ABOUT THIS TASK: Set down the records once more, please, exactly and with the pictures left out.

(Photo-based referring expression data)
+ + + +

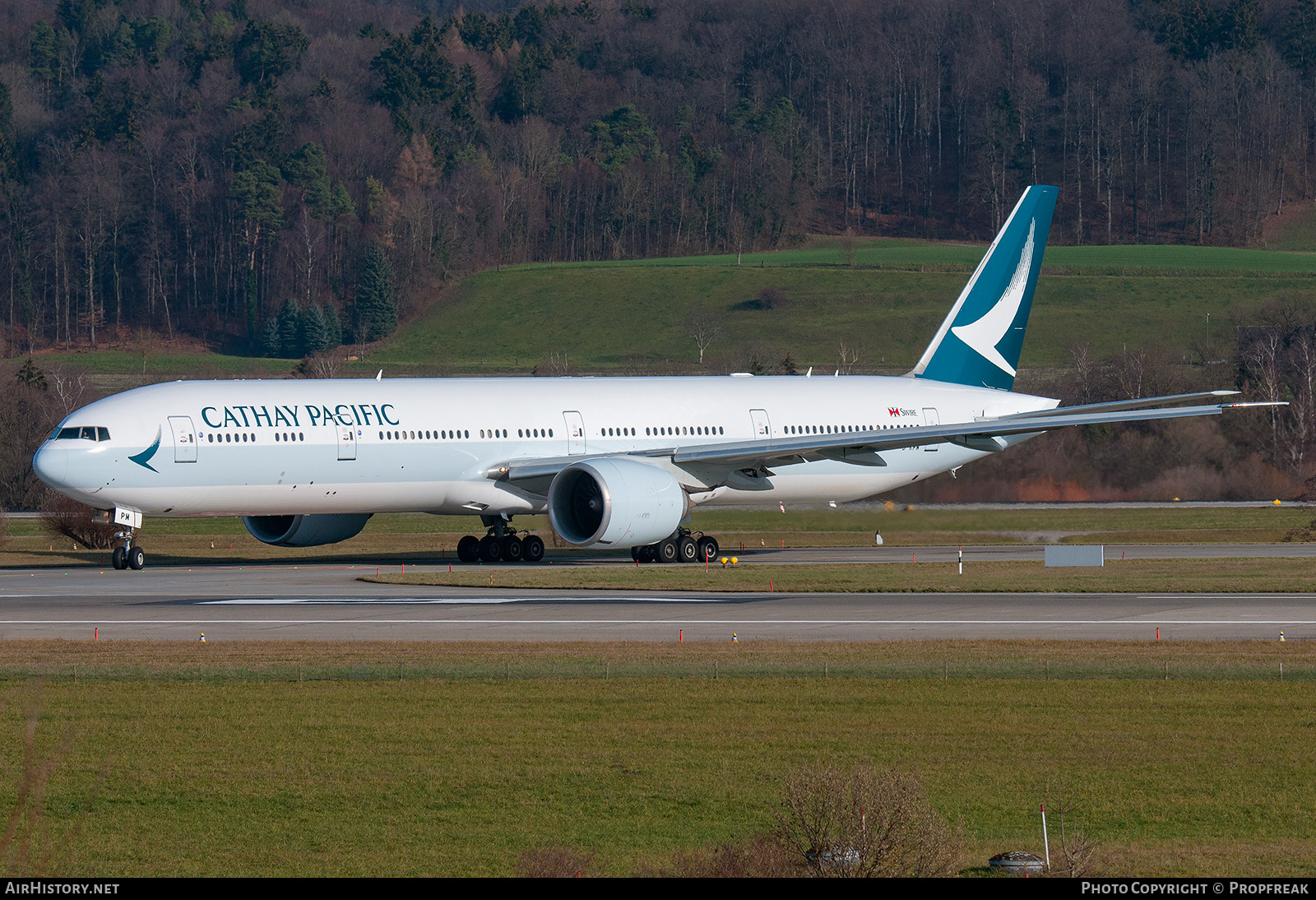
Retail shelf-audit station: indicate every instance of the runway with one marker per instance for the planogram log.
(327, 601)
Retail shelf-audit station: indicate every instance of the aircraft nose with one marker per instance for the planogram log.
(52, 465)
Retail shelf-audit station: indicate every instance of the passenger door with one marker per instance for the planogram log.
(576, 432)
(184, 438)
(346, 441)
(931, 417)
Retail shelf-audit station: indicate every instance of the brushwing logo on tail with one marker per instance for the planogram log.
(987, 332)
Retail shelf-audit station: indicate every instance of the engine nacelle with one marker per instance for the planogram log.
(616, 503)
(306, 531)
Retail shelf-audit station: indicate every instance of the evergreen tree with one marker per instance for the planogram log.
(290, 329)
(375, 315)
(270, 344)
(315, 335)
(333, 327)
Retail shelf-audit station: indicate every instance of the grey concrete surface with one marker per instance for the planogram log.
(327, 601)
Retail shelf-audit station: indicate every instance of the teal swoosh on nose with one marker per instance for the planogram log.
(145, 456)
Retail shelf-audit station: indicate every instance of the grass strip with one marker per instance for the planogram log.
(457, 777)
(1282, 575)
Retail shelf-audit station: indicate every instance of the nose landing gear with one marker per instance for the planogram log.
(127, 555)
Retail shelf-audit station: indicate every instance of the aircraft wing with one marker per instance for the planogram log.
(865, 448)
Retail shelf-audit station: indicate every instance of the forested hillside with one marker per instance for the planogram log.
(283, 175)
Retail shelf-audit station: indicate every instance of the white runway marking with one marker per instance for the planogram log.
(1228, 596)
(449, 601)
(649, 621)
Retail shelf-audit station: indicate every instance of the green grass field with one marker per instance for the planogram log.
(1133, 575)
(214, 759)
(633, 320)
(632, 316)
(418, 538)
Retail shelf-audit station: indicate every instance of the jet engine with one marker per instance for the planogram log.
(616, 503)
(306, 531)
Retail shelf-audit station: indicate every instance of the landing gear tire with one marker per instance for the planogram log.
(707, 549)
(532, 548)
(688, 550)
(512, 549)
(469, 549)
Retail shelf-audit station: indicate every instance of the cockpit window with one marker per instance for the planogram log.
(85, 434)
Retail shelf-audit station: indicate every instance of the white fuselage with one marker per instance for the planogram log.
(424, 445)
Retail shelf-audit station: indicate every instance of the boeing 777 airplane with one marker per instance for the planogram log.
(616, 462)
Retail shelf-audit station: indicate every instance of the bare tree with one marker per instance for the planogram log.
(865, 823)
(702, 327)
(849, 357)
(1078, 851)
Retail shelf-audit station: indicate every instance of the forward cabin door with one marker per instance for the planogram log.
(576, 434)
(346, 441)
(931, 417)
(184, 438)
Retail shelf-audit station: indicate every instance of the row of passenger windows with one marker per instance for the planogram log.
(461, 434)
(684, 429)
(828, 429)
(83, 432)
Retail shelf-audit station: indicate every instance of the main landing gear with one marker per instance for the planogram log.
(500, 544)
(127, 555)
(682, 546)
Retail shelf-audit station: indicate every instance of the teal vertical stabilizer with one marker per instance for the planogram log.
(980, 341)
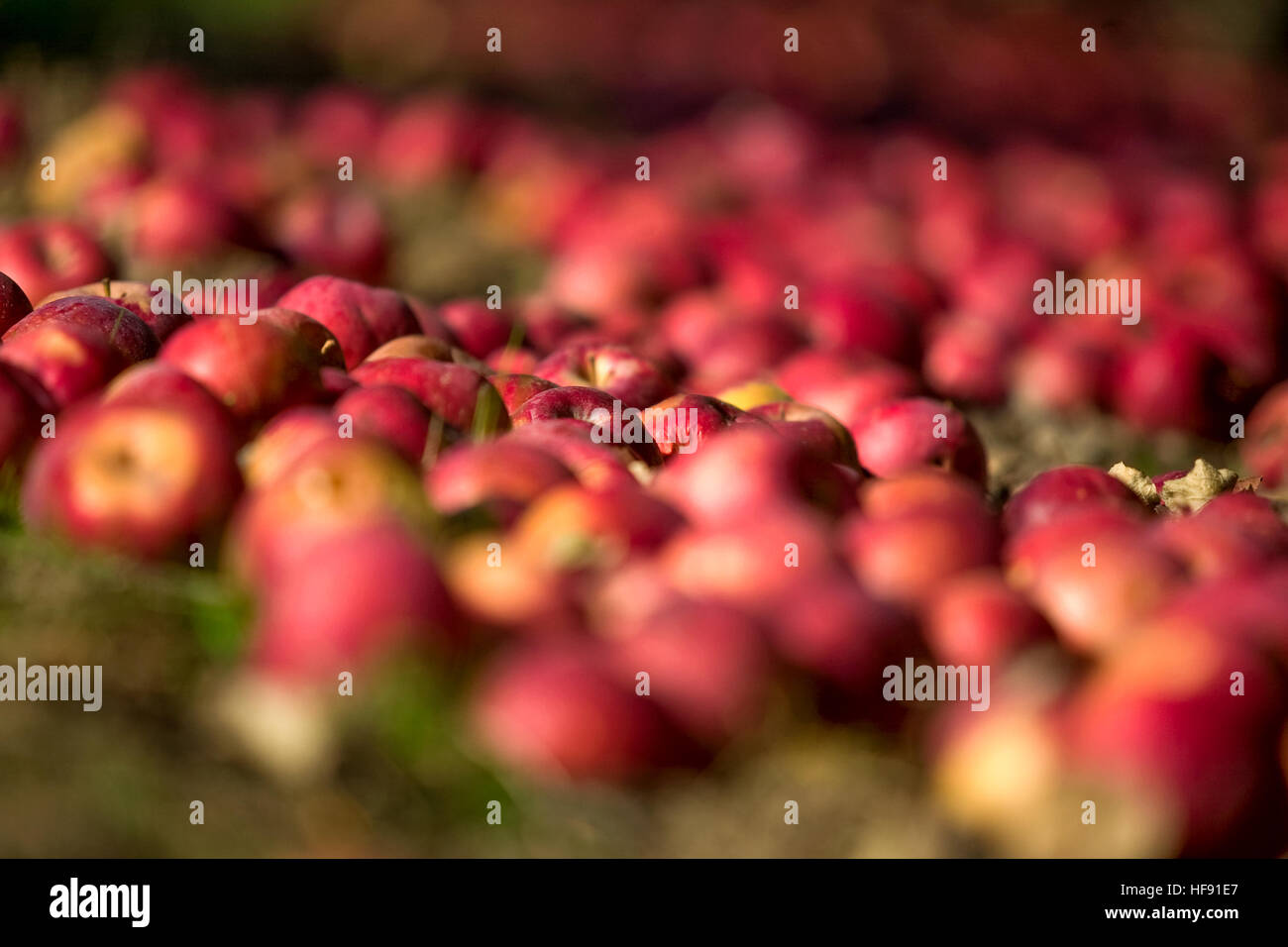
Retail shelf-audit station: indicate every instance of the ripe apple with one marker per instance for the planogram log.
(120, 328)
(565, 402)
(160, 221)
(567, 440)
(136, 296)
(386, 414)
(1265, 446)
(842, 388)
(516, 388)
(281, 444)
(44, 257)
(907, 558)
(503, 475)
(158, 384)
(750, 468)
(335, 486)
(256, 369)
(922, 491)
(1072, 489)
(477, 329)
(683, 423)
(22, 405)
(1220, 785)
(707, 669)
(613, 368)
(412, 347)
(340, 234)
(812, 428)
(557, 714)
(361, 317)
(572, 527)
(146, 480)
(13, 303)
(68, 360)
(977, 618)
(456, 393)
(362, 592)
(313, 334)
(906, 434)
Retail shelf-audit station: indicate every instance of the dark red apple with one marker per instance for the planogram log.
(44, 257)
(361, 594)
(146, 480)
(456, 393)
(13, 303)
(68, 360)
(386, 414)
(361, 317)
(613, 368)
(120, 328)
(907, 434)
(256, 369)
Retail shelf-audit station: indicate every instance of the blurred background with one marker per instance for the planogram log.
(516, 169)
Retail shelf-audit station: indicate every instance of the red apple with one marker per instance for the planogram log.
(707, 669)
(146, 480)
(812, 428)
(505, 475)
(335, 486)
(907, 434)
(179, 219)
(361, 317)
(120, 328)
(342, 234)
(557, 714)
(13, 303)
(907, 558)
(283, 442)
(1219, 787)
(516, 388)
(683, 423)
(138, 298)
(750, 468)
(412, 347)
(1265, 446)
(362, 592)
(567, 402)
(44, 257)
(386, 414)
(478, 329)
(22, 405)
(977, 618)
(613, 368)
(256, 369)
(1061, 491)
(68, 360)
(456, 393)
(567, 440)
(156, 384)
(313, 334)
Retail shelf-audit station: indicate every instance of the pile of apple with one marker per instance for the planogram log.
(386, 474)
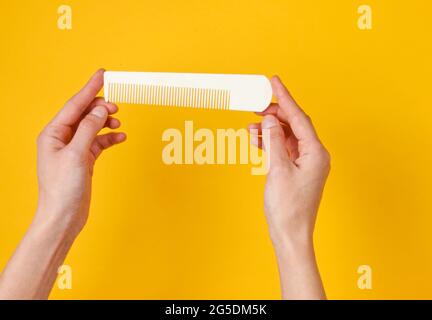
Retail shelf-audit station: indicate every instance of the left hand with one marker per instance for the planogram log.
(67, 150)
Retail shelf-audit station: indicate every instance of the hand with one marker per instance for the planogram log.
(298, 168)
(67, 150)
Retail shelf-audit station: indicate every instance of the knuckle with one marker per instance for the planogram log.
(88, 123)
(324, 157)
(41, 137)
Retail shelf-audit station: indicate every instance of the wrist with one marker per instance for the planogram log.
(292, 244)
(56, 221)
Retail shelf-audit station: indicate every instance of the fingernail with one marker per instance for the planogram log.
(99, 112)
(269, 122)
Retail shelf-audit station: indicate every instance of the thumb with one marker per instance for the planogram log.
(274, 142)
(88, 129)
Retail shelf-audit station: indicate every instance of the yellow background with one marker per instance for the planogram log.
(158, 231)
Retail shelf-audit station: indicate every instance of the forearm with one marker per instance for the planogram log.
(298, 270)
(31, 272)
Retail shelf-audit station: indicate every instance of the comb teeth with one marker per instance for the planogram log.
(168, 96)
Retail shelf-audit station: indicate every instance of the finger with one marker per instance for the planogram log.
(88, 128)
(255, 128)
(256, 141)
(271, 109)
(292, 114)
(112, 123)
(105, 141)
(274, 142)
(77, 105)
(100, 101)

+ + + +

SOLUTION TO THIS TASK:
Retail shelf-audit station: indicate every instance of the runway with one marker per instance for the planogram log.
(327, 601)
Retail shelf-audit station: indicate every instance of the aircraft nose with one marker per instance for the planogram log.
(52, 465)
Retail shelf-audit station: indicate every instance of the passenger door with one marker per instance for the planogram log.
(576, 432)
(184, 438)
(346, 441)
(931, 417)
Retail shelf-audit station: indicate every instance of the brushwing logo on tail with one marker per instance for the planogram log.
(987, 332)
Retail shelf-audit station: indicate every instance of the engine nacelle with one marker per instance for the planogram log.
(616, 503)
(306, 531)
Retail shelf-audit station: indicate every instance of the evergreen tree with one marker per instance for the planogram log.
(290, 329)
(375, 315)
(270, 344)
(315, 335)
(333, 327)
Retail shelf-audit station: indicate every instance of the grey concrete surface with one marker per instance for the planogram log.
(327, 601)
Retail shelf-audit station: indicate every instance of the teal swoosh on nose with one marker per instance for the planogram log.
(145, 456)
Retail shelf-audit station: indicate every instance of the grass strip with one marker per instance for the planogram log.
(457, 777)
(1282, 575)
Retail shelf-audit station: indicate every instance of the nose landing gear with one marker per instance for the planogram log.
(127, 555)
Retail shelf-audit station: indicate every instance of the aircraft wing with one marker per instance for the planogram log.
(865, 448)
Retail shelf-audit station: indicate every instance of the forested hillside with one marker per instance for the planogram log.
(283, 175)
Retail shelf-audit station: indicate every instance of the white runway marking with one marker per instance for the planogram log.
(1228, 596)
(449, 601)
(649, 621)
Retail shelf-audit station: indicate every instance of the green grass field with one marker per instance for the planogram log.
(1133, 575)
(214, 759)
(633, 320)
(632, 316)
(418, 538)
Retail shelf-audit station: indicate every instance of the jet engine with one marker per instance for the planogram log.
(616, 503)
(306, 531)
Retail shelf-audit station: indicate every instance of the landing gear tire with one marker per instance for the planogram log.
(707, 549)
(532, 548)
(688, 550)
(512, 549)
(469, 549)
Retail shelf-audit station: indicate every instance of the cockpit window with one marker per instance for the planogram log.
(85, 434)
Retail shelf-audit station: indicate every instance of the white fuselage with one marker per instance for the planogram log.
(424, 445)
Retail shelf-audit station: indicate every instance of the boeing 777 airplane with one marker per instance for the planogram log.
(616, 462)
Retail shelf-audit station: indicate every instance of the bare tree with one marker per instance for the planogram log.
(865, 823)
(702, 327)
(849, 357)
(1078, 851)
Retail shelf-audit station: indicate every instance of the forward cabin door with one marker per instance for the planogram log.
(576, 434)
(346, 441)
(931, 417)
(184, 438)
Retail shelf-audit station: indicate every instance of the row of passenger windows with one marker per instance for the planogram log.
(461, 434)
(684, 429)
(828, 429)
(83, 432)
Retail shelf-audit station: indicate every instance of the main landing gear with one marker per instance for the planogram log.
(500, 544)
(127, 555)
(682, 546)
Retail shelf-audit station: indicate every instance of the teal vertical stabilizer with one marker per instance for the planogram log.
(980, 341)
Retail shelf-audit station: indicate every instance of the ripe apple with one marker per instance for the planogram log.
(120, 328)
(565, 402)
(160, 221)
(567, 440)
(136, 296)
(386, 414)
(1265, 446)
(842, 388)
(516, 388)
(281, 444)
(44, 257)
(907, 558)
(503, 475)
(158, 384)
(750, 468)
(335, 486)
(256, 369)
(922, 491)
(1072, 489)
(477, 329)
(683, 423)
(22, 405)
(1220, 785)
(707, 669)
(613, 368)
(412, 347)
(340, 234)
(812, 428)
(557, 714)
(361, 317)
(572, 527)
(146, 480)
(13, 303)
(68, 360)
(977, 618)
(456, 393)
(362, 592)
(313, 334)
(906, 434)
Retail shelf-audit station: indicate every instance of the dark red apple with one marker per instance for the planogram log.
(44, 257)
(361, 594)
(146, 480)
(456, 393)
(13, 303)
(68, 360)
(386, 414)
(361, 317)
(613, 368)
(120, 328)
(907, 434)
(256, 369)
Retail shelf-audit station: indicate every instance of the blurred background with one marker per instance for the planogram log.
(516, 169)
Retail shelf-audit station: indicate every instance of the red apple with one marker per instance for the planogram log.
(707, 669)
(146, 480)
(812, 428)
(505, 475)
(335, 486)
(907, 434)
(179, 219)
(361, 317)
(120, 328)
(342, 234)
(557, 714)
(13, 303)
(907, 558)
(283, 442)
(1219, 787)
(516, 388)
(683, 423)
(138, 298)
(750, 468)
(412, 347)
(1265, 446)
(362, 592)
(567, 402)
(44, 257)
(386, 414)
(478, 329)
(22, 405)
(977, 618)
(613, 368)
(256, 369)
(1061, 491)
(68, 360)
(456, 393)
(567, 440)
(156, 384)
(313, 334)
Retail shelf-audit station: indicate every instance of the pile of apple with one marker per instance for the planogram log.
(386, 474)
Retail shelf-audit station: indicate every instance of the left hand with one marker per instance for the planogram log.
(67, 150)
Retail shelf-audit station: indicate every instance of the hand with one marker per instance for the planogram log.
(298, 168)
(67, 150)
Retail shelf-audit station: indicate every instance of the knuckle with one marker per instance for the planogram log.
(88, 123)
(324, 157)
(41, 137)
Retail shelf-audit station: indicate every instance of the wrist with one marker per instance for the planogram log.
(292, 244)
(56, 221)
Retail shelf-audit station: indicate every instance of the fingernail with one marker per instance for the planogram log.
(99, 112)
(269, 122)
Retail shelf-audit station: indicate every instance of the thumb with one marker per instance for the planogram log.
(274, 142)
(88, 129)
Retail shelf-audit station: indicate every instance of the yellow background with one marker per instance for the planogram log.
(158, 231)
Retail shelf-audit station: indicate every instance of the forearm with one marker per instance for the planogram log.
(298, 270)
(31, 272)
Retail shelf-audit station: indicate every instance of the comb teeth with one marker per instance for the planogram log.
(168, 96)
Retail shelf-audit station: indicate every instance of the finger with one marker per instance for the planogram log.
(88, 128)
(255, 128)
(256, 141)
(271, 109)
(292, 114)
(112, 123)
(105, 141)
(274, 142)
(77, 105)
(100, 101)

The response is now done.